Nothing but the line containing "occurrence of shop" and the lines after it in the entries below should appear, each repeated exactly.

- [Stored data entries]
::::::::::
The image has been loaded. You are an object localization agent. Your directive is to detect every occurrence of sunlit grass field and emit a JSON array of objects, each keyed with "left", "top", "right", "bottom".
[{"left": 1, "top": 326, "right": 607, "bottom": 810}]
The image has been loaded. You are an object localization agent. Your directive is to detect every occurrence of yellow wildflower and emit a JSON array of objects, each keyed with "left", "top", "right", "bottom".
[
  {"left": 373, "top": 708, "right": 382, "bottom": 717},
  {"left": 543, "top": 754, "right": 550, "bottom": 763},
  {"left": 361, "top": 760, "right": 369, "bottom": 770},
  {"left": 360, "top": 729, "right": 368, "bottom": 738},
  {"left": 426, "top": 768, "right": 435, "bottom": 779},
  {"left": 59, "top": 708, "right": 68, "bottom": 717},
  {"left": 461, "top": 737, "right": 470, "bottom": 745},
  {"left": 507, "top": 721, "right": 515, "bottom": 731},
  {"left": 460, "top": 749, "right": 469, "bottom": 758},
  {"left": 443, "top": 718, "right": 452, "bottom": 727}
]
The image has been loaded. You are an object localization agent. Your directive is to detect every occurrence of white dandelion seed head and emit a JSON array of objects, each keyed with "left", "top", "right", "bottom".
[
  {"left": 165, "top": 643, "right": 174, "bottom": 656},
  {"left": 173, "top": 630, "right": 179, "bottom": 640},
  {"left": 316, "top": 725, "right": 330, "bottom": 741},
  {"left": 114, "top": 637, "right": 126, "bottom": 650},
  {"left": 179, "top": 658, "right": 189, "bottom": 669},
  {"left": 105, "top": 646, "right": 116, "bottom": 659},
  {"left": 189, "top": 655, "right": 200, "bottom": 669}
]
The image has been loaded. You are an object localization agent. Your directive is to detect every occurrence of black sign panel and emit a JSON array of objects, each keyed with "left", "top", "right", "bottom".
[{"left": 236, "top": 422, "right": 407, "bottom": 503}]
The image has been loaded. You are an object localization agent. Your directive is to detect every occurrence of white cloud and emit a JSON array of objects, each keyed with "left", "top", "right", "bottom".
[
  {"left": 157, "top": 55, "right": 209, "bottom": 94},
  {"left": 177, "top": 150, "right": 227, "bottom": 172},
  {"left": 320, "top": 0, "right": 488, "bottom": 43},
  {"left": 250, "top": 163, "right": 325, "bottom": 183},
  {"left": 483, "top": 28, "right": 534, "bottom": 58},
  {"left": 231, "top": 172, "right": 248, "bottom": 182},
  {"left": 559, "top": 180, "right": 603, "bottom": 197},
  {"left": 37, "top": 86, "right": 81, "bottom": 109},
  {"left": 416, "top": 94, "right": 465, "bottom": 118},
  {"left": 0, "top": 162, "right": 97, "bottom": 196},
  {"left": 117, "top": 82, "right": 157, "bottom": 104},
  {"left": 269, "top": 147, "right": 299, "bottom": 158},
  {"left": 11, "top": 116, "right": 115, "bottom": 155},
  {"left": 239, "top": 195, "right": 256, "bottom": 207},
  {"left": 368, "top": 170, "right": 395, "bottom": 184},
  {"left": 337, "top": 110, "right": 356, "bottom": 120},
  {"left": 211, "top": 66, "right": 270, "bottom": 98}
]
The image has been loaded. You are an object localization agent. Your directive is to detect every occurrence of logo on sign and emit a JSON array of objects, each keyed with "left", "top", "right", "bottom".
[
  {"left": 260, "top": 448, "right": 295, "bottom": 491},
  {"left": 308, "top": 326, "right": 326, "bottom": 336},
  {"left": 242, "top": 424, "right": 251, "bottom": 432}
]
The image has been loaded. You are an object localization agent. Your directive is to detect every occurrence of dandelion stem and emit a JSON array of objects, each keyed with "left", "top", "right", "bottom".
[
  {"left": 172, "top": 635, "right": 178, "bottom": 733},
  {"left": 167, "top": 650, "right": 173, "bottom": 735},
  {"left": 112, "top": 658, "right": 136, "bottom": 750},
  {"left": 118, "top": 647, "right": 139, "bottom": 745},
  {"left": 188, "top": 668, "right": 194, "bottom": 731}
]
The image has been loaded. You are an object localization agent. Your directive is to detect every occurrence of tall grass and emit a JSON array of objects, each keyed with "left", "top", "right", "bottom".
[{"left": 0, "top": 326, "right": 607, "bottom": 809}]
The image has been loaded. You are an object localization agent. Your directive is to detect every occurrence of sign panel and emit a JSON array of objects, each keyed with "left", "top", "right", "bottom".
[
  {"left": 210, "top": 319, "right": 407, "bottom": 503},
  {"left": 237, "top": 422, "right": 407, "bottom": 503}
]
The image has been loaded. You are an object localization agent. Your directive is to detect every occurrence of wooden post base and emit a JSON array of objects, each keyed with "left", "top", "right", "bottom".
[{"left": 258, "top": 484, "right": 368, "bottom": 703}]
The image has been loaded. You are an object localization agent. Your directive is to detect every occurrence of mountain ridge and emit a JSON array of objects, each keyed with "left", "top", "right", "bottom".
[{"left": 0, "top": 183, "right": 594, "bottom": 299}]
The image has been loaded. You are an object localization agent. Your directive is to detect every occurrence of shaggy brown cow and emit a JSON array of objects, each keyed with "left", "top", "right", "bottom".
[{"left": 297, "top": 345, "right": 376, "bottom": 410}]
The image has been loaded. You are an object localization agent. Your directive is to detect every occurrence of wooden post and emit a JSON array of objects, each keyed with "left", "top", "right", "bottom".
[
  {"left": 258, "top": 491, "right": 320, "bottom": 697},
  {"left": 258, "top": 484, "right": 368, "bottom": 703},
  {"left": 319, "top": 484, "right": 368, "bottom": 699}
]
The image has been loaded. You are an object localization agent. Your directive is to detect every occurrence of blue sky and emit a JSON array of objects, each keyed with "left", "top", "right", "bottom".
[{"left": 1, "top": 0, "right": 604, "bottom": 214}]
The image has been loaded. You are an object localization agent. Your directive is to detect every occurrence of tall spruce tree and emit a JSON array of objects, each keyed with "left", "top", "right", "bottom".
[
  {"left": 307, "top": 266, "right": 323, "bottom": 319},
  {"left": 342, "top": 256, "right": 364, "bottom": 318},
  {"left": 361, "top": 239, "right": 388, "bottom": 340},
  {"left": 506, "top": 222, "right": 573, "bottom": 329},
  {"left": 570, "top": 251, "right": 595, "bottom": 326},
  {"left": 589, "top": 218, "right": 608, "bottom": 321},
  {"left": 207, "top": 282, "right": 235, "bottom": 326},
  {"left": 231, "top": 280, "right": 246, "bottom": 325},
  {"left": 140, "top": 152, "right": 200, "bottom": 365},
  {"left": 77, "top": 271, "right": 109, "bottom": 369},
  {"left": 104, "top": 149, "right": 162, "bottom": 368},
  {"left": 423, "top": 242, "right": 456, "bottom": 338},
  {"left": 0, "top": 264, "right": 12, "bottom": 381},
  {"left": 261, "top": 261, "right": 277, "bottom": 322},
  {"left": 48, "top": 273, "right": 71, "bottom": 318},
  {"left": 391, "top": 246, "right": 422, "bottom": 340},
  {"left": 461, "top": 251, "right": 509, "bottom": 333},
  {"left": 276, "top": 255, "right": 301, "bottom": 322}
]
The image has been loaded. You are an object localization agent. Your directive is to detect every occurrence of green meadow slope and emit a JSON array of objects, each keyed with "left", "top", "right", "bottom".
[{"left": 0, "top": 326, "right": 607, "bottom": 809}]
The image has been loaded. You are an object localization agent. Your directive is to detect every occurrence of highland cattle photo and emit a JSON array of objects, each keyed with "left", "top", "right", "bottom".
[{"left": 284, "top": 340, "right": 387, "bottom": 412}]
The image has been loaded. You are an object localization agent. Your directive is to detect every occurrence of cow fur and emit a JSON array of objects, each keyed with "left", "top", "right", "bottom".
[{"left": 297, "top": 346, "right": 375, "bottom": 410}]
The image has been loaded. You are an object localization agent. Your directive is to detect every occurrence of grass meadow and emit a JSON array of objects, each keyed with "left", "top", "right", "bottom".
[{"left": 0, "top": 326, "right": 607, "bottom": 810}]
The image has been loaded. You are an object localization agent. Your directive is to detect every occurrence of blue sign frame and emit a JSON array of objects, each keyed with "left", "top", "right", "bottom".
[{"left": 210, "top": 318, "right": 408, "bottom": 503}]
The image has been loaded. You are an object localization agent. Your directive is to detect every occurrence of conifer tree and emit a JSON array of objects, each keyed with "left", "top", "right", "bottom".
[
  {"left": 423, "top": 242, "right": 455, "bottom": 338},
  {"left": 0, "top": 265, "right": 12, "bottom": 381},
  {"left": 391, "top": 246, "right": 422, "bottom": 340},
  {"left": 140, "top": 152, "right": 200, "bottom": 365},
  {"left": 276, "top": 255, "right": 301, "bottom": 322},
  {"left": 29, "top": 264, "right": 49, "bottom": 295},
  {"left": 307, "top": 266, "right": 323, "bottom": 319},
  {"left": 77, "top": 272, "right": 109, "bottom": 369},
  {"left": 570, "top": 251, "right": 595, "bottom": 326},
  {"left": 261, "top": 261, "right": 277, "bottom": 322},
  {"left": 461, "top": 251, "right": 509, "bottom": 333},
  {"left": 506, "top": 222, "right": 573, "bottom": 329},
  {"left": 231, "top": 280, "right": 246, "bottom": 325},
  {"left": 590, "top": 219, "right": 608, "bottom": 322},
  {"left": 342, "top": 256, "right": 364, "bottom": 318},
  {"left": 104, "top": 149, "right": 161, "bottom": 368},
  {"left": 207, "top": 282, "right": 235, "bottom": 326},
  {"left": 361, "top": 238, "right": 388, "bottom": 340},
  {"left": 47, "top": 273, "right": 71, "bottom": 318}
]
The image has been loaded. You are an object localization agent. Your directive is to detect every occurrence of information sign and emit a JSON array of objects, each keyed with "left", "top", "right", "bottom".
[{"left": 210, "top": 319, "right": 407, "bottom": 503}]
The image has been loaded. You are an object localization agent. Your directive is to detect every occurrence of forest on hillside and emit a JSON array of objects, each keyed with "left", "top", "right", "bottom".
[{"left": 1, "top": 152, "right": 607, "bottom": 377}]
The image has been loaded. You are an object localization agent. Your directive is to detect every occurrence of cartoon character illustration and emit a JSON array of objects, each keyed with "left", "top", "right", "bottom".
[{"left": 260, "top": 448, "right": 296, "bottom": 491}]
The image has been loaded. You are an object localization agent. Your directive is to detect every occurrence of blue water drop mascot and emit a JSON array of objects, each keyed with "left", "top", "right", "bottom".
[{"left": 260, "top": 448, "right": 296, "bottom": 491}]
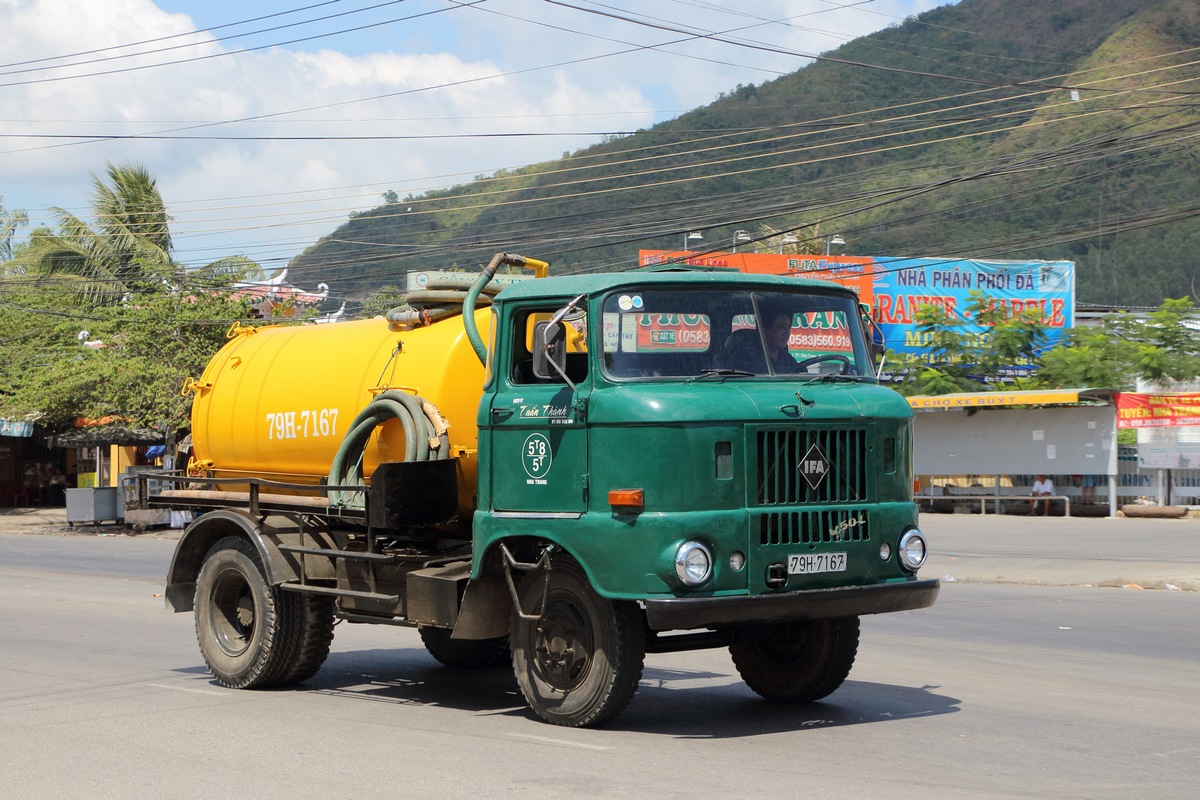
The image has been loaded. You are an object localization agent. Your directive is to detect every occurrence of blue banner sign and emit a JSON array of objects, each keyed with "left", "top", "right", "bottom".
[
  {"left": 870, "top": 258, "right": 1075, "bottom": 376},
  {"left": 0, "top": 419, "right": 35, "bottom": 438}
]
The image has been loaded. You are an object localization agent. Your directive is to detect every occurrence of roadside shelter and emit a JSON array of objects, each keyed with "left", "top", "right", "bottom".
[{"left": 909, "top": 388, "right": 1119, "bottom": 516}]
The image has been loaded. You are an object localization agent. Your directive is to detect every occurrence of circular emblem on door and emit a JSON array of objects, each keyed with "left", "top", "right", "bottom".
[{"left": 522, "top": 433, "right": 553, "bottom": 479}]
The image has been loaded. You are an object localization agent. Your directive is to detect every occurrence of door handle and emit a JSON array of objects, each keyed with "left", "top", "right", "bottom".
[{"left": 491, "top": 408, "right": 515, "bottom": 422}]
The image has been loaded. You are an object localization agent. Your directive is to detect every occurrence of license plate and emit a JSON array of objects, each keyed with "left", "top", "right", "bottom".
[{"left": 787, "top": 552, "right": 847, "bottom": 575}]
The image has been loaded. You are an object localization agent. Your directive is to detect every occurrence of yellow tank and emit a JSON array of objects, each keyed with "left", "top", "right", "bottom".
[{"left": 188, "top": 310, "right": 490, "bottom": 516}]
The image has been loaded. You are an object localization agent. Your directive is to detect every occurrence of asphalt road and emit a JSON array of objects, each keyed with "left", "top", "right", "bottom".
[
  {"left": 4, "top": 506, "right": 1198, "bottom": 590},
  {"left": 1, "top": 514, "right": 1198, "bottom": 799},
  {"left": 919, "top": 512, "right": 1200, "bottom": 591}
]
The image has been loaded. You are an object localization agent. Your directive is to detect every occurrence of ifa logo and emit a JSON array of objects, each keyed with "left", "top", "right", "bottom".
[{"left": 798, "top": 443, "right": 830, "bottom": 490}]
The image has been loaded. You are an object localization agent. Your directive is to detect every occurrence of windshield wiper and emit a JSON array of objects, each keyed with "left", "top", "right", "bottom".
[
  {"left": 689, "top": 367, "right": 757, "bottom": 382},
  {"left": 800, "top": 373, "right": 864, "bottom": 384}
]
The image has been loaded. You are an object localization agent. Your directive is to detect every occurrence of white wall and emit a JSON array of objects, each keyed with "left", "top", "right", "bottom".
[{"left": 913, "top": 405, "right": 1118, "bottom": 476}]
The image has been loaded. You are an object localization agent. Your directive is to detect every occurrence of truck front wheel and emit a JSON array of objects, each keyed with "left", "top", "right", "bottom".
[
  {"left": 729, "top": 616, "right": 860, "bottom": 703},
  {"left": 510, "top": 556, "right": 645, "bottom": 727},
  {"left": 193, "top": 536, "right": 299, "bottom": 689}
]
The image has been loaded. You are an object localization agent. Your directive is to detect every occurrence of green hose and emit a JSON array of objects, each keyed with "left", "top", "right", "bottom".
[
  {"left": 327, "top": 390, "right": 450, "bottom": 509},
  {"left": 386, "top": 252, "right": 547, "bottom": 361},
  {"left": 462, "top": 256, "right": 503, "bottom": 364}
]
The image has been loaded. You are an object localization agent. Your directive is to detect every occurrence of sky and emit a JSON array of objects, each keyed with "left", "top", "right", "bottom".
[{"left": 0, "top": 0, "right": 953, "bottom": 278}]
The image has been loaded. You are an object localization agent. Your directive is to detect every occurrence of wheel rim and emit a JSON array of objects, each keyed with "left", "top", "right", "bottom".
[
  {"left": 208, "top": 566, "right": 256, "bottom": 658},
  {"left": 531, "top": 597, "right": 594, "bottom": 691},
  {"left": 752, "top": 622, "right": 813, "bottom": 668}
]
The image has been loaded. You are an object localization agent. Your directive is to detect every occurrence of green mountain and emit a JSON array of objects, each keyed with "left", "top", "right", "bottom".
[{"left": 288, "top": 0, "right": 1200, "bottom": 309}]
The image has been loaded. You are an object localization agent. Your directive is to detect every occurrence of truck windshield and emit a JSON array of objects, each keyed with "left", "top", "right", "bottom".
[{"left": 600, "top": 288, "right": 871, "bottom": 380}]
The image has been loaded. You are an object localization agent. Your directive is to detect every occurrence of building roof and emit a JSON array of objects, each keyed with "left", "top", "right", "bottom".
[
  {"left": 231, "top": 269, "right": 330, "bottom": 317},
  {"left": 48, "top": 425, "right": 165, "bottom": 447}
]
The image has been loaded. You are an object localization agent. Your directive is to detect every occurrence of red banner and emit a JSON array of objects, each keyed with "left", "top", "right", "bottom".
[{"left": 1115, "top": 393, "right": 1200, "bottom": 428}]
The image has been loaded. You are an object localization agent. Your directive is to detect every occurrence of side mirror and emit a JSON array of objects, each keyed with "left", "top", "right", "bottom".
[
  {"left": 533, "top": 320, "right": 567, "bottom": 381},
  {"left": 869, "top": 329, "right": 886, "bottom": 359},
  {"left": 860, "top": 303, "right": 886, "bottom": 359}
]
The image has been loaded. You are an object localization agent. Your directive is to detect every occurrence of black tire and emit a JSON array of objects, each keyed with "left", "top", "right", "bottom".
[
  {"left": 509, "top": 555, "right": 645, "bottom": 727},
  {"left": 274, "top": 594, "right": 336, "bottom": 686},
  {"left": 729, "top": 616, "right": 860, "bottom": 703},
  {"left": 193, "top": 536, "right": 300, "bottom": 689},
  {"left": 419, "top": 627, "right": 510, "bottom": 668}
]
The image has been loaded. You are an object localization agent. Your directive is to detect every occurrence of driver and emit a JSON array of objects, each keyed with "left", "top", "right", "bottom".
[{"left": 764, "top": 310, "right": 801, "bottom": 373}]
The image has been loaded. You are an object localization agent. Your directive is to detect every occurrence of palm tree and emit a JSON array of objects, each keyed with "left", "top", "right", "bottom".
[
  {"left": 0, "top": 196, "right": 28, "bottom": 261},
  {"left": 11, "top": 162, "right": 266, "bottom": 302},
  {"left": 11, "top": 162, "right": 179, "bottom": 303}
]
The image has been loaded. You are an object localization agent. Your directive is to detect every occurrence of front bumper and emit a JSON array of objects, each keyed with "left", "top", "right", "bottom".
[{"left": 642, "top": 578, "right": 940, "bottom": 631}]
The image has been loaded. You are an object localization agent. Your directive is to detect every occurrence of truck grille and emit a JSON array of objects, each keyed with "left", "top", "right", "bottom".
[
  {"left": 754, "top": 427, "right": 869, "bottom": 505},
  {"left": 757, "top": 509, "right": 871, "bottom": 545}
]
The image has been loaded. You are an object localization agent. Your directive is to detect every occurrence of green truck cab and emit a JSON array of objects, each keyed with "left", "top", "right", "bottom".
[
  {"left": 471, "top": 266, "right": 937, "bottom": 725},
  {"left": 154, "top": 255, "right": 936, "bottom": 729}
]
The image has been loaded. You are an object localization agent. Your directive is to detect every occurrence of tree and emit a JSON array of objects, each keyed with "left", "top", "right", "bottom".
[
  {"left": 358, "top": 284, "right": 407, "bottom": 319},
  {"left": 969, "top": 295, "right": 1049, "bottom": 383},
  {"left": 891, "top": 292, "right": 1047, "bottom": 395},
  {"left": 185, "top": 254, "right": 266, "bottom": 286},
  {"left": 1033, "top": 298, "right": 1200, "bottom": 389},
  {"left": 0, "top": 196, "right": 28, "bottom": 261},
  {"left": 0, "top": 285, "right": 254, "bottom": 435},
  {"left": 892, "top": 301, "right": 983, "bottom": 395},
  {"left": 9, "top": 162, "right": 175, "bottom": 304},
  {"left": 892, "top": 295, "right": 1200, "bottom": 396},
  {"left": 7, "top": 162, "right": 261, "bottom": 304},
  {"left": 0, "top": 163, "right": 267, "bottom": 439},
  {"left": 751, "top": 223, "right": 822, "bottom": 254}
]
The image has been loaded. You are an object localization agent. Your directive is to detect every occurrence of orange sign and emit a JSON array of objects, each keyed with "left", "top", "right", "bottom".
[
  {"left": 632, "top": 313, "right": 712, "bottom": 351},
  {"left": 639, "top": 250, "right": 874, "bottom": 305}
]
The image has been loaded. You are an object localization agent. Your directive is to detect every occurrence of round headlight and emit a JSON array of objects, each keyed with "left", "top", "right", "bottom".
[
  {"left": 897, "top": 529, "right": 928, "bottom": 571},
  {"left": 675, "top": 541, "right": 713, "bottom": 586}
]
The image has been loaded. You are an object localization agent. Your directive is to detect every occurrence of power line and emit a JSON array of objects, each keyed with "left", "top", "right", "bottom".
[
  {"left": 0, "top": 1, "right": 467, "bottom": 88},
  {"left": 0, "top": 0, "right": 349, "bottom": 72}
]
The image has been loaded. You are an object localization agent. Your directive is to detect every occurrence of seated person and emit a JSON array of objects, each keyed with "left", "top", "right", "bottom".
[
  {"left": 1030, "top": 474, "right": 1055, "bottom": 516},
  {"left": 763, "top": 310, "right": 801, "bottom": 373},
  {"left": 714, "top": 328, "right": 767, "bottom": 373}
]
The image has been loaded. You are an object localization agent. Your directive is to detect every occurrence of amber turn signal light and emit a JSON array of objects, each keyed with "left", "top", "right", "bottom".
[{"left": 608, "top": 488, "right": 644, "bottom": 510}]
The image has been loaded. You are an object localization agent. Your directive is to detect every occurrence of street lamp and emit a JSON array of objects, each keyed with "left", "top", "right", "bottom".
[
  {"left": 732, "top": 230, "right": 751, "bottom": 252},
  {"left": 779, "top": 233, "right": 798, "bottom": 254},
  {"left": 825, "top": 234, "right": 845, "bottom": 256},
  {"left": 683, "top": 231, "right": 703, "bottom": 251}
]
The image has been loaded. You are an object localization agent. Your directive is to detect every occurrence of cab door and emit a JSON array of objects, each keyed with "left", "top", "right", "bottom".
[{"left": 487, "top": 304, "right": 590, "bottom": 514}]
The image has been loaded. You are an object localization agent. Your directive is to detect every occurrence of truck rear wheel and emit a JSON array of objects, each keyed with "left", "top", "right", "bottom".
[
  {"left": 510, "top": 556, "right": 645, "bottom": 727},
  {"left": 193, "top": 536, "right": 299, "bottom": 689},
  {"left": 274, "top": 594, "right": 335, "bottom": 686},
  {"left": 419, "top": 627, "right": 509, "bottom": 668},
  {"left": 729, "top": 616, "right": 860, "bottom": 703}
]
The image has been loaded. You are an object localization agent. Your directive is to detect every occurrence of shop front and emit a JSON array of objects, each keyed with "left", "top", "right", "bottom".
[
  {"left": 0, "top": 419, "right": 67, "bottom": 508},
  {"left": 45, "top": 426, "right": 167, "bottom": 522}
]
::::::::::
- [Solution for this exercise]
The image has been loaded. You are an object localization agent. Your directive is to detect every occurrence of shop front and emit a JSON array of objects, each keyed with "left", "top", "right", "bottom".
[
  {"left": 0, "top": 419, "right": 67, "bottom": 508},
  {"left": 45, "top": 426, "right": 167, "bottom": 522}
]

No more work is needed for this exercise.